— Task to carry out —
Please transcribe part of the CD changer wiring thread below, starting at "I do have a" and ending at "a private msg.".

— Document passage —
-- START --

# CD changer wires & power?



## st_o_p (Sep 30, 2003)

I'm trying to install a hard-disk MP3 player in the trunc of my '04 325xi, and I have 2 questions:

1. The player is supposed to connect to the CD changer cabling, but there is an extra wire which need to be connected to +12V. Where is the best place to tap for +12V in the trunc? It would be best if the power there depends on the engine being on/off.

2. What do the CD changer wires look like? I know that one of them is 3-pin, and supposedly there was a 2nd one - 6-pin square. I cannot seem to find the 6-pin in my trunc - instead I have 2 coaxial cables. I presume one of them replaces the 6-pin wire. Is that true (coaxial cable instead of 6-pin on newer models), or do I have to look harder  ?

BTW, I talked to the guys that sold me the player - they say that 6-pin connector comes on non-DSP cars, and coaxial on DSP cars. But they claim that there are no DSP 3-series in the US (it only comes on 5-er and X5s). I think they are mistaken about the last point - and that's where all the confusion comes from. Am I right?

Thanks.


----------



## Terry Kennedy (Sep 21, 2002)

st_o_p said:


> 2. What do the CD changer wires look like? I know that one of them is 3-pin, and supposedly there was a 2nd one - 6-pin square. I cannot seem to find the 6-pin in my trunc - instead I have 2 coaxial cables. I presume one of them replaces the 6-pin wire. Is that true (coaxial cable instead of 6-pin on newer models), or do I have to look harder  ?


It may be wrapped up in the fuzzy tape bundles back there. If there isn't any sign of it near the 3-pin connector you found, you might have the wrong 3-pin connector.

If you want to come over, I could help you poke around in there.

If you had DSP (and I agree that is is almost impossible in a US 3er) you'd have a DSP button in your center console. You don't - you have the same sound system as I do.


----------



## LDV330i (May 24, 2003)

Terry Kennedy said:


> It may be wrapped up in the fuzzy tape bundles back there. If there isn't any sign of it near the 3-pin connector you found, you might have the wrong 3-pin connector.


I just installed my Alpine changer yesterday. There are 2 set of bundled cables. I found the correct ones directly behind the changer support (between it and the body (fender)). The other bundle seemed to be larger and was located between the changer support and the wheel well.

Good luck with your installation.


----------



## st_o_p (Sep 30, 2003)

Terry Kennedy said:


> If you had DSP (and I agree that is is almost impossible in a US 3er) you'd have a DSP button in your center console. You don't - you have the same sound system as I do.


I do have a button on the center console - but that's the H/K button; I presume that's not the one you're talking about.

Anyway, I'll take advantage of the offer to come over at your place, Terry. I can use a little help on this one. I'll send you a private msg.


----------



## HW (Dec 24, 2001)

doesn't dsp = h/k


----------



## Terry Kennedy (Sep 21, 2002)

HW said:


> doesn't dsp = h/k


Nope. HK is an upgrade with "better" (or at least different) analog audio components - amp and speakers. DSP is a different system which carries the audio from all the devices (CD changer, etc.) to the head unit and then to the amp as digital SPDIF signals on coax cables. The DSP system also has configurable digital effects like "concert hall" that you can apply to the signals.


----------



## LDV330i (May 24, 2003)

Terry Kennedy said:


> Nope. HK is an upgrade with "better" (or at least different) analog audio components - amp and speakers. DSP is a different system which carries the audio from all the devices (CD changer, etc.) to the head unit and then to the amp as digital SPDIF signals on coax cables. The DSP system also has configurable digital effects like "concert hall" that you can apply to the signals.


From what I understand is that the h/k has a very rudimentary DSP equivalent to the "spatializer" button on your boom box so that there is some minor modification the sound quality. To be able to do this it needs a good stereo source. That is why if you have a weak signal you want to turn it off.

True DSP is not available on the 3 series.


----------

-- END --

(Excerpts from point annotation data)
-- START --

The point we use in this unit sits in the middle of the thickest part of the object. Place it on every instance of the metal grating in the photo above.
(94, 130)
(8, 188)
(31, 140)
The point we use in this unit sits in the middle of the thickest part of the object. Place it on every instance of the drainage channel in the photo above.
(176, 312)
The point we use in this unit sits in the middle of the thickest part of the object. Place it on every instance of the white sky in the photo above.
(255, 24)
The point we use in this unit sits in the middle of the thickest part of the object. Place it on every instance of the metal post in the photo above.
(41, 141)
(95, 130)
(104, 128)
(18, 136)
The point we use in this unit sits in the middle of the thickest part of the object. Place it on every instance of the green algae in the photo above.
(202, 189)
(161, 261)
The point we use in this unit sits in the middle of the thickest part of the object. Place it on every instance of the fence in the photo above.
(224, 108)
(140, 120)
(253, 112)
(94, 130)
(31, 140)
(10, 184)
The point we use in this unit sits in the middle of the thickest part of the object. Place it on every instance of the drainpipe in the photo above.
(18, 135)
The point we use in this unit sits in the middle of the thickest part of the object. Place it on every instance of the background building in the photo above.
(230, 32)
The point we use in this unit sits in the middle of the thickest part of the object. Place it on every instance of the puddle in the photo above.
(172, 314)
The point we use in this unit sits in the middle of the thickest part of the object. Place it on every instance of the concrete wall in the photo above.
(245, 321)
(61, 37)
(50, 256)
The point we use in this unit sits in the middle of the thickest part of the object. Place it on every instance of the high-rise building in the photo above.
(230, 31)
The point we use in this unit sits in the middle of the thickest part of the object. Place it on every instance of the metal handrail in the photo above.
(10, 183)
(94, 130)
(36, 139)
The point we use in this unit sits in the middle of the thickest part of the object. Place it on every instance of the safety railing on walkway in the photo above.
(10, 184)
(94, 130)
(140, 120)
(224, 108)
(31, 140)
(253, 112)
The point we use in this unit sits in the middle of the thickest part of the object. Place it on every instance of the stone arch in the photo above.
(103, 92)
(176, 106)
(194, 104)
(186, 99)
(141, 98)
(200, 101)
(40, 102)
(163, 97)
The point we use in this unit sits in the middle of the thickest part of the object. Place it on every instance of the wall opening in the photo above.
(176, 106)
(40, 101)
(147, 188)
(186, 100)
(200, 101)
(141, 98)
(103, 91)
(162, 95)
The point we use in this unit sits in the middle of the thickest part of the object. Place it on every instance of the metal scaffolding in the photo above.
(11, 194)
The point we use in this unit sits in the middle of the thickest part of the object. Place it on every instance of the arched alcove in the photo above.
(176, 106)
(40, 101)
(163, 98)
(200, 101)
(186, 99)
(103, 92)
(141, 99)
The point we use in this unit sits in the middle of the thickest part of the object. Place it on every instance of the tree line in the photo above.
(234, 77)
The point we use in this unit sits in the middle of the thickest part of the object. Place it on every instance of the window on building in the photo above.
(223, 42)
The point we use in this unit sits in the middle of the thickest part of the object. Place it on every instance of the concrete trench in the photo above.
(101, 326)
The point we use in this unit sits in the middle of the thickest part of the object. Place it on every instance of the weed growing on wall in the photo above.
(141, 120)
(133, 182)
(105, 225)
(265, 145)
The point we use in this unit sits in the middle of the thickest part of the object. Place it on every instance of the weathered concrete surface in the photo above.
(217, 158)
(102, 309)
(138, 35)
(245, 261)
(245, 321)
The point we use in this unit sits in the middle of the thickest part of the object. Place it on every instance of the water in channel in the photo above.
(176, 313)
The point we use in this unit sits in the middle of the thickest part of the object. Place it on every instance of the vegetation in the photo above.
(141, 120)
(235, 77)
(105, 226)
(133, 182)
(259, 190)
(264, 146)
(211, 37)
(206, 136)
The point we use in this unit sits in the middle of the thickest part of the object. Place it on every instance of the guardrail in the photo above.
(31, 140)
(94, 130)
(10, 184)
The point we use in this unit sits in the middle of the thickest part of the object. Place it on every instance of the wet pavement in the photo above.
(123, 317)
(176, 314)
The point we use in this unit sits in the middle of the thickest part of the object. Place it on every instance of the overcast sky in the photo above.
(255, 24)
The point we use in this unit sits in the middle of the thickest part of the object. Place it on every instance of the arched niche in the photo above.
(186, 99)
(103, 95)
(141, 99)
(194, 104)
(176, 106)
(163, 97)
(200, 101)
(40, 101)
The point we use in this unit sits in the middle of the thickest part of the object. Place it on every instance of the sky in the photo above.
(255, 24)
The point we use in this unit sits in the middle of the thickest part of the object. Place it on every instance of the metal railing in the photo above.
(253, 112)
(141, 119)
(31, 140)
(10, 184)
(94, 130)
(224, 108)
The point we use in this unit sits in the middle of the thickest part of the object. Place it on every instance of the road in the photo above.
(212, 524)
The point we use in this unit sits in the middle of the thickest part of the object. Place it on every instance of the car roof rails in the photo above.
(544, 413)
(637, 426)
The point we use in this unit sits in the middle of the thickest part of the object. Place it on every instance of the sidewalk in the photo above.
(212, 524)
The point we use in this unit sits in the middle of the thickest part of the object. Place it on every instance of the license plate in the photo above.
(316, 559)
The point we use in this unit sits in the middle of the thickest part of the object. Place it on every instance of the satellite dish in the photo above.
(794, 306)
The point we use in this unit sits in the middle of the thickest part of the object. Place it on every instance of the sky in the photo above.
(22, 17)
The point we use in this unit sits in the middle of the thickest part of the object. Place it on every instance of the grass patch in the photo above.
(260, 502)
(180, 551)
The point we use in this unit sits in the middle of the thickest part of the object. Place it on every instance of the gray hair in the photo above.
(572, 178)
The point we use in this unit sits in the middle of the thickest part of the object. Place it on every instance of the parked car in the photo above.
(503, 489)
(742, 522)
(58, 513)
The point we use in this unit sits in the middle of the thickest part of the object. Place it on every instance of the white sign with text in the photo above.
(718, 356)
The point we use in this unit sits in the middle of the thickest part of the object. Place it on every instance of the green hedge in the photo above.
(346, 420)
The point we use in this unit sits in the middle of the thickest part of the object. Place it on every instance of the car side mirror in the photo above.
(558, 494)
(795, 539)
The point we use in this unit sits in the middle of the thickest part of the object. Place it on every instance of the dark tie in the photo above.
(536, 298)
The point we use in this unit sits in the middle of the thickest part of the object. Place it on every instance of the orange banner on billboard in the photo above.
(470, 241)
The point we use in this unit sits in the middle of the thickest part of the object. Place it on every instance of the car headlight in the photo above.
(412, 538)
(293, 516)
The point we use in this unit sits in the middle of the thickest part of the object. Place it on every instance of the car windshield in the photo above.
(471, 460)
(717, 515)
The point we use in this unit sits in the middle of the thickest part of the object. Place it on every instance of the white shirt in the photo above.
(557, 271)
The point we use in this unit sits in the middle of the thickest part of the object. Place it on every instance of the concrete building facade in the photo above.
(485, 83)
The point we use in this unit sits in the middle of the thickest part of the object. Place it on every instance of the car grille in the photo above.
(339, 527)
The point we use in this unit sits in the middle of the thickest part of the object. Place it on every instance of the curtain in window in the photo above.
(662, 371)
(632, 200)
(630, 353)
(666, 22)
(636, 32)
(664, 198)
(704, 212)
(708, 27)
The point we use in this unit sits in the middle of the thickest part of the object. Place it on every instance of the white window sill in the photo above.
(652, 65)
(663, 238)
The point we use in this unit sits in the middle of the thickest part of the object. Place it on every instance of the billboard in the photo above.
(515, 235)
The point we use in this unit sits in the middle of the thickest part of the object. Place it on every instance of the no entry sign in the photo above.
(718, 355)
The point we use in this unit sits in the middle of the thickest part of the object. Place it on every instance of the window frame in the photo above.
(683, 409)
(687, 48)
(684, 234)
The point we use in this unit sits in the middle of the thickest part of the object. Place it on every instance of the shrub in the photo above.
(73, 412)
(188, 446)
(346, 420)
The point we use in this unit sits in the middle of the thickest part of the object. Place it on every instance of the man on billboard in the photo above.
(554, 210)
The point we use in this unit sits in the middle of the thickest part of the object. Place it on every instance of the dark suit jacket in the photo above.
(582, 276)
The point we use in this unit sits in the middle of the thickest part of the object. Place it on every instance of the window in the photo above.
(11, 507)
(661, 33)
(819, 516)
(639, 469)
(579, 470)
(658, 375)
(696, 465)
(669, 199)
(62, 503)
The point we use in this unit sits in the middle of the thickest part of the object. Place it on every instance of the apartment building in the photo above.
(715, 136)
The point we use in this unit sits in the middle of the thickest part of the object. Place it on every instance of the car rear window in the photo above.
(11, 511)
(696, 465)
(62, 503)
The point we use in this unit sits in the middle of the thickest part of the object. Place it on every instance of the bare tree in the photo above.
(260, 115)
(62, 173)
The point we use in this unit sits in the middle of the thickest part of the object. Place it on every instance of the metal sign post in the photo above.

-- END --

— Exercise solution —
I do have a button on the center console - but that's the H/K button; I presume that's not the one you're talking about.

Anyway, I'll take advantage of the offer to come over at your place, Terry. I can use a little help on this one. I'll send you a private msg.